Questions >>
- 1) List every abbreviation that the passage on military cat-and-mouse games introduces in parentheses, each with the term it stands for.
- 2) From the passage on military cat-and-mouse games, return the text between "In nearly every" and "to counter it.", inclusive.

Page excerpt >>
In nearly every military conflict, there’s a cat-and-mouse game that plays out between opponents, where one opponent implements a new tactic or technology and the other finds a way to counter it.
When I was a commander in Iraq, improvised explosive devices (IED) emerged as a threat to our troops. Initially crude and consisting of an artillery round buried in the ground with a long wire running to a car battery, these IEDs taught us that a “trigger man” had to be somewhere near the end of a wire. In response, we quickly created tactics to pin down and find the enemies before they could retreat. We were effective, so the enemy developed more sophisticated wireless IEDs using things like cell phones and garage-door openers. We eventually fielded jamming systems for these wireless detonators, and the insurgents went back to hard-wired IEDs, using slightly different tactics. And on and on it went.
The nation's military can expect this same type of thing to occur on future battlefields, especially around the application of effective new technologies such as artificial intelligence (AI) and machine learning (ML). However, this future cat-and-mouse game will play out much faster—at machine speed—and the military needs to be prepared.

Data extract >>
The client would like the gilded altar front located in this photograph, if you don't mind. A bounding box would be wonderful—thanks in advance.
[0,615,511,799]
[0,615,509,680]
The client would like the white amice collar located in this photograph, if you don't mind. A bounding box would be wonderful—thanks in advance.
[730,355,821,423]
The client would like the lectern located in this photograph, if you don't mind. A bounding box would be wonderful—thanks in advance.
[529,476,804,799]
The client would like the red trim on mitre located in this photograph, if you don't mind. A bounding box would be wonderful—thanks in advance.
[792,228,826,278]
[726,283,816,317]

Per-task answers >>
- 1)
- IED: improvised explosive devices
- AI: artificial intelligence
- ML: machine learning

- 2)
In nearly every military conflict, there’s a cat-and-mouse game that plays out between opponents, where one opponent implements a new tactic or technology and the other finds a way to counter it.